WORK REQUIRED
Your reply should consist solely of the lines from the one containing "Would you mind pointing out the green tree" through the end of the data, restated word for word.

RECORDS TO USE
————————

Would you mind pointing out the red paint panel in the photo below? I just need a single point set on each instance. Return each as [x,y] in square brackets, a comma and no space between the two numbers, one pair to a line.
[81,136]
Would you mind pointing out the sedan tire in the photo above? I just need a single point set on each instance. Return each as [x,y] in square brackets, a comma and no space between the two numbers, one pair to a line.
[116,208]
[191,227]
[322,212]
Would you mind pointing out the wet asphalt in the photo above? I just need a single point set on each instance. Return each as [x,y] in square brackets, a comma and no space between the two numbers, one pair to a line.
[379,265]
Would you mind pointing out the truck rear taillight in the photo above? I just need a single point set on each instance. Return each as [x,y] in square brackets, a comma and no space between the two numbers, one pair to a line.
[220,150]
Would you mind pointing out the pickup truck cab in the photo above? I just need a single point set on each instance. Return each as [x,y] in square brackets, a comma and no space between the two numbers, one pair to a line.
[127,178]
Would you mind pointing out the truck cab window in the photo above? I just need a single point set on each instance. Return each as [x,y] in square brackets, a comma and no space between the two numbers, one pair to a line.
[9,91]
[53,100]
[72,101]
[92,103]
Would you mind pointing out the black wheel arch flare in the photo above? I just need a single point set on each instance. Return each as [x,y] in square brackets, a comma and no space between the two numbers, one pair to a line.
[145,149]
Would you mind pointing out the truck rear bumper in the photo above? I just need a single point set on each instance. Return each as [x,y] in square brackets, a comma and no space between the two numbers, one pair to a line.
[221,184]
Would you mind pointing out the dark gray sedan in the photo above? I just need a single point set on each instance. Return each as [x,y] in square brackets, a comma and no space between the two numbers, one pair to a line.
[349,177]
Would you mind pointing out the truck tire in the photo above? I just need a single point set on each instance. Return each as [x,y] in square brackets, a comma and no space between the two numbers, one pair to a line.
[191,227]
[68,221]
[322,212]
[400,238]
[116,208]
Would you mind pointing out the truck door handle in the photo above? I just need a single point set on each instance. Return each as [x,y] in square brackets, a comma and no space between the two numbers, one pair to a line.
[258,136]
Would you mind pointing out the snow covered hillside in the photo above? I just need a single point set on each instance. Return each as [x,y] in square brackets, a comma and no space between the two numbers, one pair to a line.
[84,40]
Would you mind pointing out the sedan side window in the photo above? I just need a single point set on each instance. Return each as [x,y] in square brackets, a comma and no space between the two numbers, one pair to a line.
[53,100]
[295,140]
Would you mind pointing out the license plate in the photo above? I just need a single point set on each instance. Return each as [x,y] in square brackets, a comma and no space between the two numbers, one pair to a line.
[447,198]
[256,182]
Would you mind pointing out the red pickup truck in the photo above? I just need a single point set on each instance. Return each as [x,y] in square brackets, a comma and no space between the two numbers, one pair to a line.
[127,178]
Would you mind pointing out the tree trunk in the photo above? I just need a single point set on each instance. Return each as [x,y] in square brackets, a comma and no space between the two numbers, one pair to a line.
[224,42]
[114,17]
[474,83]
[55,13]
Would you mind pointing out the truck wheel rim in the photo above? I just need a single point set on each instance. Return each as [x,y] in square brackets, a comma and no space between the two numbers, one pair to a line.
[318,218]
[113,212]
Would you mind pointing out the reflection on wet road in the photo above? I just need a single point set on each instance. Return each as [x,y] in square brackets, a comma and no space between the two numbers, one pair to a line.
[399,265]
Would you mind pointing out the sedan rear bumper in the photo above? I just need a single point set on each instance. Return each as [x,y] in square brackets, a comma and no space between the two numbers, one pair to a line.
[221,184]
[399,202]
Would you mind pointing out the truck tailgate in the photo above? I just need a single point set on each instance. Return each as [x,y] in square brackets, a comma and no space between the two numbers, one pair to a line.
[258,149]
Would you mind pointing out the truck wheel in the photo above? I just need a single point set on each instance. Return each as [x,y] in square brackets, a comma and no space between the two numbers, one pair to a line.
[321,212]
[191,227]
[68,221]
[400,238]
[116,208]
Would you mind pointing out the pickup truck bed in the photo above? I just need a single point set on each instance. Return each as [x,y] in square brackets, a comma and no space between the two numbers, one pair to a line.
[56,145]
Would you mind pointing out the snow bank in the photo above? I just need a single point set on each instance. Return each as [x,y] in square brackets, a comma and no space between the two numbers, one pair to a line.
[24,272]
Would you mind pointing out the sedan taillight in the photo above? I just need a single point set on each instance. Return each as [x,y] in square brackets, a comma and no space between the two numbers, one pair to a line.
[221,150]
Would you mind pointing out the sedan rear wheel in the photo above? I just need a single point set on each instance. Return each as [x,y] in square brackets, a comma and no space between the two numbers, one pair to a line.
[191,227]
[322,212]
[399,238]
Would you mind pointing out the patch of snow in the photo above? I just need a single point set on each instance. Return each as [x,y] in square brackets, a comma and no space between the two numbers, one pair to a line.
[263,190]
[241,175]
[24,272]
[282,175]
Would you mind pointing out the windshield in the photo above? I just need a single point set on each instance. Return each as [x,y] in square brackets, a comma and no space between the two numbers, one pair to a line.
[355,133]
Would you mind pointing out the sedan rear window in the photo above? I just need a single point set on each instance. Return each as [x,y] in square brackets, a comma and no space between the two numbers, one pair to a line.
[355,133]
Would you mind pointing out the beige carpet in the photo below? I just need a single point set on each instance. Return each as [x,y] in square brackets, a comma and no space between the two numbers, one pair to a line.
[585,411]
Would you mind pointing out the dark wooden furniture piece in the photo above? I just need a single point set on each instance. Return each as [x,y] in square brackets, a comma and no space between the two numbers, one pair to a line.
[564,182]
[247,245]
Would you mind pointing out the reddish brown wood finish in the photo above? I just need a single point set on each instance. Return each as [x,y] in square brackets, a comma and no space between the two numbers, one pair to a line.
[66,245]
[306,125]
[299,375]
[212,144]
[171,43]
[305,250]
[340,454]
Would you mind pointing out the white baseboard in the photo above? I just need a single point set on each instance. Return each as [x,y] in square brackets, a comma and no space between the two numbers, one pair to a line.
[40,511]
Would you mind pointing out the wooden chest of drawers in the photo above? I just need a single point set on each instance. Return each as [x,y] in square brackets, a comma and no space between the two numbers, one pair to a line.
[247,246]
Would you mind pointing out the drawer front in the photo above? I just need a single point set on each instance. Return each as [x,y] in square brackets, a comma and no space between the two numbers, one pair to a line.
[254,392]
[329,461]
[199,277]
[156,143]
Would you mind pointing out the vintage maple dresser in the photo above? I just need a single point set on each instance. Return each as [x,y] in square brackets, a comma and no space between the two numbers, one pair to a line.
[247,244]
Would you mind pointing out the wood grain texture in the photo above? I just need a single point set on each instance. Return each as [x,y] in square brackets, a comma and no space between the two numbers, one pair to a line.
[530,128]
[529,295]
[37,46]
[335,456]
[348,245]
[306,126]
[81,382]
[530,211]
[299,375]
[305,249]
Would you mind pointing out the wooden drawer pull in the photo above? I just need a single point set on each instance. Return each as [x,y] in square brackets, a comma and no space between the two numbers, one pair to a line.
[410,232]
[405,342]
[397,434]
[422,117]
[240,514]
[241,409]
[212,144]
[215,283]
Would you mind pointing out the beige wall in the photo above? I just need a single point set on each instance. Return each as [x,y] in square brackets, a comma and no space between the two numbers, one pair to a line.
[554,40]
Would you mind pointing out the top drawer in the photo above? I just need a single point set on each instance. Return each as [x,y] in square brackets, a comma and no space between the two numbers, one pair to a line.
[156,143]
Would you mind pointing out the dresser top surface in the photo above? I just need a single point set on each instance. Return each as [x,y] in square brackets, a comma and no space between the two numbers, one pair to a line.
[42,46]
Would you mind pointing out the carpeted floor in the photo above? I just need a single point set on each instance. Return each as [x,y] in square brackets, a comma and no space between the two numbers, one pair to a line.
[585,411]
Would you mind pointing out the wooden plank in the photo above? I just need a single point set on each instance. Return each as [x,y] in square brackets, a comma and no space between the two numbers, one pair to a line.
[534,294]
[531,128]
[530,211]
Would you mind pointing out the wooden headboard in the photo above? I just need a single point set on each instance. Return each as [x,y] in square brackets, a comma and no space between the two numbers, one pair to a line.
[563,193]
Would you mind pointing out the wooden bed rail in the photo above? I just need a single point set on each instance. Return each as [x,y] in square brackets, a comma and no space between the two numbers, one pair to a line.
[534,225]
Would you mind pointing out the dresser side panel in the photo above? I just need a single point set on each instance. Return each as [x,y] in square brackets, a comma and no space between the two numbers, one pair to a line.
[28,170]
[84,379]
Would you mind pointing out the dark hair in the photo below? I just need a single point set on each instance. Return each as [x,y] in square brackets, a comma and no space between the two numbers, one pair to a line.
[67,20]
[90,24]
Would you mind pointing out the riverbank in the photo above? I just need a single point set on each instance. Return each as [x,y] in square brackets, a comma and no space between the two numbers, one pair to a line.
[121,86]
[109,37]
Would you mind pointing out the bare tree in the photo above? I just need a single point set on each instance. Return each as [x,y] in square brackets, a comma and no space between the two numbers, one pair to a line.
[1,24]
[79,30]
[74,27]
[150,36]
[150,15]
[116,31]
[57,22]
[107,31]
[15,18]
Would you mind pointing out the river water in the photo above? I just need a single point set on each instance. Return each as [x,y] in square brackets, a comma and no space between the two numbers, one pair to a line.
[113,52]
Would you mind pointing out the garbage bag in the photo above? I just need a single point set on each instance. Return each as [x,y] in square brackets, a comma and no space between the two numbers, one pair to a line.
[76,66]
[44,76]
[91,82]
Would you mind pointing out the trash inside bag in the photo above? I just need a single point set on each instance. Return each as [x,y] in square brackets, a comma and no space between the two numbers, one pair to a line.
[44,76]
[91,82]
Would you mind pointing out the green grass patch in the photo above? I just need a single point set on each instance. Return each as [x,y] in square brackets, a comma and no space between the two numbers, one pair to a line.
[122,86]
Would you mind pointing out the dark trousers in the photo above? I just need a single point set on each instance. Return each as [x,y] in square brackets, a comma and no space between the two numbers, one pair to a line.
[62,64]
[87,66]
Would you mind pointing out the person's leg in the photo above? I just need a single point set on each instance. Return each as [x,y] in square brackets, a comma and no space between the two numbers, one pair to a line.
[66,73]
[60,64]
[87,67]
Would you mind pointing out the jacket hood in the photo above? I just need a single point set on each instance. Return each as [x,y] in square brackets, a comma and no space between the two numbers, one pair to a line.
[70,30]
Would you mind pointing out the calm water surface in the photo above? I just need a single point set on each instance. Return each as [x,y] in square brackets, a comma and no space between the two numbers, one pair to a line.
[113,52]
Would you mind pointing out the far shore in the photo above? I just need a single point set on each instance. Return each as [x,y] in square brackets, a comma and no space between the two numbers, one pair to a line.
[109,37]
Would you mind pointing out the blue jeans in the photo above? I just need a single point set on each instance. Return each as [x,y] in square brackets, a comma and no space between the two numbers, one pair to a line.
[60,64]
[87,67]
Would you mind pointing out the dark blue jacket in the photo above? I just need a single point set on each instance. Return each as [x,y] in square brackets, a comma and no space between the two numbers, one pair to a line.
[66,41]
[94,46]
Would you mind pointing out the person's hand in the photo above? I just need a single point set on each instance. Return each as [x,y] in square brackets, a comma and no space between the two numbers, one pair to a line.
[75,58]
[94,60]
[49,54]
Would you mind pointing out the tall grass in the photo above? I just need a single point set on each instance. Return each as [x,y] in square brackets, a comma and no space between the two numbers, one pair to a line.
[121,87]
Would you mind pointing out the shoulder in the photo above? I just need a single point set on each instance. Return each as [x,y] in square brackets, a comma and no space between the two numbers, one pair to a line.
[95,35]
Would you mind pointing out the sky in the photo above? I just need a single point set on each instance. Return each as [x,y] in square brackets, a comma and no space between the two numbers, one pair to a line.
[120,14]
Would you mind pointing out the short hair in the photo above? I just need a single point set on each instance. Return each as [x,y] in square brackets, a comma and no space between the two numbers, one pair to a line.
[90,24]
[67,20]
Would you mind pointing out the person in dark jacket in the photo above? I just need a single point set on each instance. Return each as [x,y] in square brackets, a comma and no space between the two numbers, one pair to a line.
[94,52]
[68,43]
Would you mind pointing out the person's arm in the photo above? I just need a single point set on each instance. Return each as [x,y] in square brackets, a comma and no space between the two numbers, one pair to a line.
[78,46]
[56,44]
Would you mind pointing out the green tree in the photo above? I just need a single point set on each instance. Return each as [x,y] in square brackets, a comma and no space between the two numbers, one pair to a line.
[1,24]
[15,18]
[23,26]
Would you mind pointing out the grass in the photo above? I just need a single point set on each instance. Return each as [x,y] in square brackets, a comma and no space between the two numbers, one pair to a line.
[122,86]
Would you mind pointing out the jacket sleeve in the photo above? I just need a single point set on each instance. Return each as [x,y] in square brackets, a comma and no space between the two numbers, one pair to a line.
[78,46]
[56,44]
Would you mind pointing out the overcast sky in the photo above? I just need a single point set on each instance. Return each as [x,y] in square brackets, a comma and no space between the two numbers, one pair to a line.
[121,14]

————————

OUTPUT FOR THIS EXERCISE
Would you mind pointing out the green tree in the photo above? I just need a single point set on each instance. Return each as [x,y] in square brackets, a comma and no space between the two numbers, one pair to a line.
[1,24]
[15,18]
[23,26]
Would you mind pointing out the grass in the photo above? I just need a single point set on each instance. Return each as [x,y] in square brackets, a comma and no space between the two numbers, one pair to a line.
[122,86]
Would you mind pointing out the jacket sleeve in the photo above? I just need a single point set on each instance. Return each as [x,y] in square brackets, a comma and no space between the two numbers, one pair to a line.
[78,46]
[56,44]
Would you mind pointing out the overcast sky in the photo above? I just need a single point set on each instance. Return each as [x,y] in square brackets, a comma and no space between the two numbers, one pair to a line.
[121,14]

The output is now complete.